GOAL OF THE EXERCISE - Display each line of the material below that contains the string "background", treating uppercase and lowercase letters as distinct.
# START OF RECORDED DATA
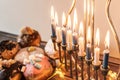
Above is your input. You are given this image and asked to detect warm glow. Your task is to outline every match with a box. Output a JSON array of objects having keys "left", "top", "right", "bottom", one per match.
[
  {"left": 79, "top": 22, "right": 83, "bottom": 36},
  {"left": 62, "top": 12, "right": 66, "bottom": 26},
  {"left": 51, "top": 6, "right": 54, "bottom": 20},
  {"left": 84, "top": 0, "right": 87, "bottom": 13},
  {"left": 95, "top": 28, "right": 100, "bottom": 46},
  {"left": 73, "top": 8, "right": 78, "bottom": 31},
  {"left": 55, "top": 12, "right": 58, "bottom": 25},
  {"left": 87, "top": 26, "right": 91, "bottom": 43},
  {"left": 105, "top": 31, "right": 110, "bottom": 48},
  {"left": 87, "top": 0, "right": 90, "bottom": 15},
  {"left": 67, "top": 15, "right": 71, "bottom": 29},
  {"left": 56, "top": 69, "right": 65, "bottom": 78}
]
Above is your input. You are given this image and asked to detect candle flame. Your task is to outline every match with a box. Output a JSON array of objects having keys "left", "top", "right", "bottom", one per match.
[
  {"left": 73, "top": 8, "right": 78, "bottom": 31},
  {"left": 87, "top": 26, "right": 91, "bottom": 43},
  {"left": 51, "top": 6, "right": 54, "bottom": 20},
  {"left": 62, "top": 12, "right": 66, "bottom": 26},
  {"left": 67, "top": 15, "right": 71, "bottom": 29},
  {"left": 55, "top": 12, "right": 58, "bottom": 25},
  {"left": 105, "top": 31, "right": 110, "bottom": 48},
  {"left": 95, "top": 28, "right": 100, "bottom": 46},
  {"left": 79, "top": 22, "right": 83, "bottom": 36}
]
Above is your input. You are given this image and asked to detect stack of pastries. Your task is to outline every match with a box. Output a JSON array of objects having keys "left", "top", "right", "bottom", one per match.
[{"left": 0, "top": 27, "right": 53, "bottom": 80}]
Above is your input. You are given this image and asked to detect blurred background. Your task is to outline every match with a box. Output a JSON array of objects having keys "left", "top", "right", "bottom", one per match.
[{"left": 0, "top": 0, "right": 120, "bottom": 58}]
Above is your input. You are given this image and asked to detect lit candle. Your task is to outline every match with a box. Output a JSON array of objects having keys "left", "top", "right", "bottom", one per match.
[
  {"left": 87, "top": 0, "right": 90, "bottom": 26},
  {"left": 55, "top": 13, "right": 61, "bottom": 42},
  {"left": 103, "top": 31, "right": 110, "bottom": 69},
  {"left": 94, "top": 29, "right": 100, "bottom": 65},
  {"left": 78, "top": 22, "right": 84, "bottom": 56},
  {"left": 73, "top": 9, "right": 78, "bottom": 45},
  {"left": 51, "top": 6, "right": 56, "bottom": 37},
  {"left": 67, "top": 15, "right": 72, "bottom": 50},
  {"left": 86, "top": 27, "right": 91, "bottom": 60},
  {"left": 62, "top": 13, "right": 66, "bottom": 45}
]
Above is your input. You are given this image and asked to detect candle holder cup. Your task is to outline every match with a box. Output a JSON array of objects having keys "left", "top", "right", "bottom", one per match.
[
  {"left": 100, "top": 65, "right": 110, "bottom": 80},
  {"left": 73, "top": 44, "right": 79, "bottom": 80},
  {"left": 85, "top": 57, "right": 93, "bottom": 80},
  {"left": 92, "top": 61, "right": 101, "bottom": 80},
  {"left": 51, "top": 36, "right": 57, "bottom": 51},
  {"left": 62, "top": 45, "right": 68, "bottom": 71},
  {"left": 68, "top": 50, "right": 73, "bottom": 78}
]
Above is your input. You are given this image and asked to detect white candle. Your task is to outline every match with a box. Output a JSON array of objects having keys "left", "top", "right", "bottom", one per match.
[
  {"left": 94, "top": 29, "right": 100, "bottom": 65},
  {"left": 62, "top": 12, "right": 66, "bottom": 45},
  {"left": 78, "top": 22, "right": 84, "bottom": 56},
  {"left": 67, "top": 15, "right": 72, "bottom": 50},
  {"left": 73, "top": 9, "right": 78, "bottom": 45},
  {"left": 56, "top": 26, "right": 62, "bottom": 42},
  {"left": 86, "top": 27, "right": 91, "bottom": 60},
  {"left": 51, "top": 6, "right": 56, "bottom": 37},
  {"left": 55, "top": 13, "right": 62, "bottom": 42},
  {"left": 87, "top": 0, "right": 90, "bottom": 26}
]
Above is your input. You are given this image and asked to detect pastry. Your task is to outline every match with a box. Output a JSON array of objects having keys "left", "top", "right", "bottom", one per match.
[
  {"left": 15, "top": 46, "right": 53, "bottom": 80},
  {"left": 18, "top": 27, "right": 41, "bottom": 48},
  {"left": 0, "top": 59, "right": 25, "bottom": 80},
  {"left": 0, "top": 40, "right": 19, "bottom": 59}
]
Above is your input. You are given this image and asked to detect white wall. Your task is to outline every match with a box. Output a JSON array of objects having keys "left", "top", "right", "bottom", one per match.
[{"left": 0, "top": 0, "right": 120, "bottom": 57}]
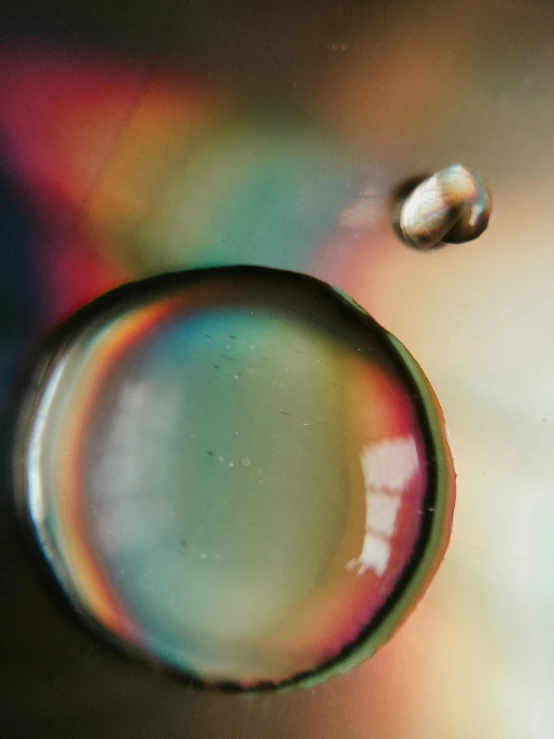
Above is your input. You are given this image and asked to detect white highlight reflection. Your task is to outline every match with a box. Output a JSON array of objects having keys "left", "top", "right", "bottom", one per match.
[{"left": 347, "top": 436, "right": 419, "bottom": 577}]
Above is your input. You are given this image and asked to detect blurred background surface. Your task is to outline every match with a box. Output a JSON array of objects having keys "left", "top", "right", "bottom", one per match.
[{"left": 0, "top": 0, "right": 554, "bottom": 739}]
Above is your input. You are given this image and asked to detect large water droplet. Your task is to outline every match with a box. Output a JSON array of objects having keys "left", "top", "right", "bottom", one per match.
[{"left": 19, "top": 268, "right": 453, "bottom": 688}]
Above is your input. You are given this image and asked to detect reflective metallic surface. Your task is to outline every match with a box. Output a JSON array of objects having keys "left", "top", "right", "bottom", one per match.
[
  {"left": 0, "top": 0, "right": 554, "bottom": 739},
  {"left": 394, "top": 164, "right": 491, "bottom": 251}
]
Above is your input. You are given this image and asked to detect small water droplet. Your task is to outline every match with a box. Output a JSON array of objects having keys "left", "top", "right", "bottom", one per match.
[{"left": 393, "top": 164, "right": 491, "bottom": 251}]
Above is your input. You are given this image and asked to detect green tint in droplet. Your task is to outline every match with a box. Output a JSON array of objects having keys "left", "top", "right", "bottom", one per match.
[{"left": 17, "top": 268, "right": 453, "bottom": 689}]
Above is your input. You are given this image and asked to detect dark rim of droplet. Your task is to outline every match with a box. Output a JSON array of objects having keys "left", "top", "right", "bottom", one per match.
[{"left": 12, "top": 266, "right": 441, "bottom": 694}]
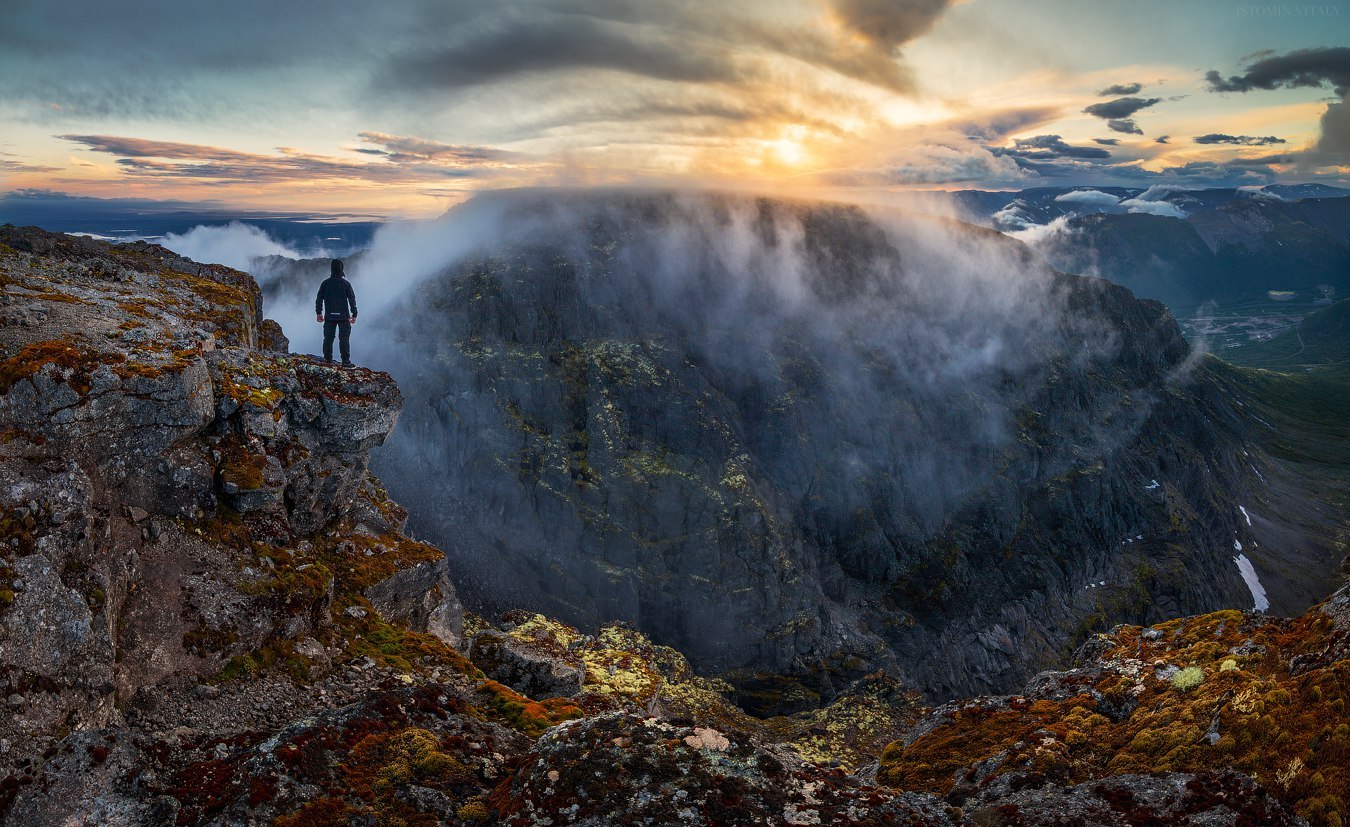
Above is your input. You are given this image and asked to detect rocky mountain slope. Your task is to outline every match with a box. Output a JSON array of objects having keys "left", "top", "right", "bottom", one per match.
# END OF RECORDED DATA
THE SOLUTION -
Above is your input. You are given this image and asked to detect blurred background. Your task is to outline every match with a box. Output a JSON array of objects having keys "left", "top", "right", "bottom", one per match.
Above is your input. You are given this image and asked to detect blurred background surface. Your task is to outline every match with a box. Output a JSON array of objects having keys "left", "top", "right", "bottom", one per match.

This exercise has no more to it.